■ **Selection**:

WaveShuffleIndex Sinking Optimization

bowenxue-intel · igcbot · commit 137f19ce902c · 2024-11-21T01:57:14.000+01:00
Hoists and combines some identical BinaryOperator instructions that come
after WaveShuffleIndex instructions with a constant lane/channel and
sink WaveShuffleIndex instrucitons to the point of divergence
Use distributive property of insturctions to allow some BinaryOperators
to be hoisted above other unhoistable BinaryOperators
diff --git a/IGC/Compiler/CISACodeGen/ShaderCodeGen.cpp b/IGC/Compiler/CISACodeGen/ShaderCodeGen.cpp
@@ -101,6 +101,7 @@ SPDX-License-Identifier: MIT
 #include "Compiler/Optimizer/SynchronizationObjectCoalescing.hpp"
 #include "Compiler/Optimizer/BarrierControlFlowOptimization.hpp"
 #include "Compiler/Optimizer/RuntimeValueVectorExtractPass.h"
+#include "Compiler/Optimizer/WaveShuffleIndexSinking.hpp"
 #include "Compiler/MetaDataApi/PurgeMetaDataUtils.hpp"
 #include "Compiler/HandleLoadStoreInstructions.hpp"
 #include "Compiler/CustomSafeOptPass.hpp"
@@ -1424,6 +1425,10 @@ void OptimizeIR(CodeGenContext* const pContext)
         }
 
         mpm.add(createIGCInstructionCombiningPass());
+        if( IGC_IS_FLAG_ENABLED( EnableWaveShuffleIndexSinking ) )
+        {
+            mpm.add( createWaveShuffleIndexSinking() );
+        }
         mpm.add(new FCmpPaternMatch());
         mpm.add(llvm::createDeadCodeEliminationPass()); // this should be done both before/after constant propagation
 
diff --git a/IGC/Compiler/InitializePasses.h b/IGC/Compiler/InitializePasses.h
@@ -273,3 +273,4 @@ void initializeCollectLoopCountPass(llvm::PassRegistry&);
 void initializeRemoveLoopDependencyPass(llvm::PassRegistry&);
 void initializeResourceLoopUnrollPass(llvm::PassRegistry&);
 void initializeInjectPrintfPass(llvm::PassRegistry&);
+void initializeWaveShuffleIndexSinkingPass(llvm::PassRegistry&);
diff --git a/IGC/Compiler/Optimizer/CMakeLists.txt b/IGC/Compiler/Optimizer/CMakeLists.txt
@@ -33,6 +33,7 @@ set(IGC_BUILD__SRC__Optimizer
     "${CMAKE_CURRENT_SOURCE_DIR}/ValueTracker.cpp"
     "${CMAKE_CURRENT_SOURCE_DIR}/RuntimeValueVectorExtractPass.cpp"
     "${CMAKE_CURRENT_SOURCE_DIR}/BarrierControlFlowOptimization.cpp"

■ **Data extract**:

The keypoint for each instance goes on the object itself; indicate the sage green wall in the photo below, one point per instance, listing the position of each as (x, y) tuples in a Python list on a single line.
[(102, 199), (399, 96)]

■ **Jobs**:
1/ Do these statements agree with the WaveShuffleIndex sinking commit? Answer yes or no for each, quoting the deciding words of the commit. (a) The new pass is added only when a flag named EnableWaveShuffleIndexSinking is enabled. (b) The header included for the new pass ends in ".h". (c) The optimization hoists BinaryOperator instructions that come before WaveShuffleIndex instructions.
2/ Can you pick up the WaveShuffleIndex sinking commit diff after its last shown line and carry it on?

■ **Final answers**:
1/
(a) Yes: "if( IGC_IS_FLAG_ENABLED( EnableWaveShuffleIndexSinking ) )"
(b) No: "#include "Compiler/Optimizer/WaveShuffleIndexSinking.hpp""
(c) No: "that come after WaveShuffleIndex instructions with a constant lane/channel"

2/
+    "${CMAKE_CURRENT_SOURCE_DIR}/WaveShuffleIndexSinking.cpp"
   )
 
 set(IGC_BUILD__SRC__Compiler_Optimizer
@@ -59,6 +60,7 @@ set(IGC_BUILD__HDR__Optimizer
     "${CMAKE_CURRENT_SOURCE_DIR}/ValueTracker.h"
     "${CMAKE_CURRENT_SOURCE_DIR}/RuntimeValueVectorExtractPass.h"
     "${CMAKE_CURRENT_SOURCE_DIR}/BarrierControlFlowOptimization.hpp"
+    "${CMAKE_CURRENT_SOURCE_DIR}/WaveShuffleIndexSinking.cpp"
   )
 
 set(IGC_BUILD__HDR__Optimizer
diff --git a/IGC/Compiler/Optimizer/WaveShuffleIndexSinking.cpp b/IGC/Compiler/Optimizer/WaveShuffleIndexSinking.cpp
diff --git a/IGC/Compiler/Optimizer/WaveShuffleIndexSinking.hpp b/IGC/Compiler/Optimizer/WaveShuffleIndexSinking.hpp
@@ -0,0 +1,18 @@
+/*========================== begin_copyright_notice ============================
+
+Copyright (C) 2024 Intel Corporation
+
+SPDX-License-Identifier: MIT
+
+============================= end_copyright_notice ===========================*/
+
+#pragma once
+
+#include "common/LLVMWarningsPush.hpp"
+#include <llvm/Pass.h>
+#include "common/LLVMWarningsPop.hpp"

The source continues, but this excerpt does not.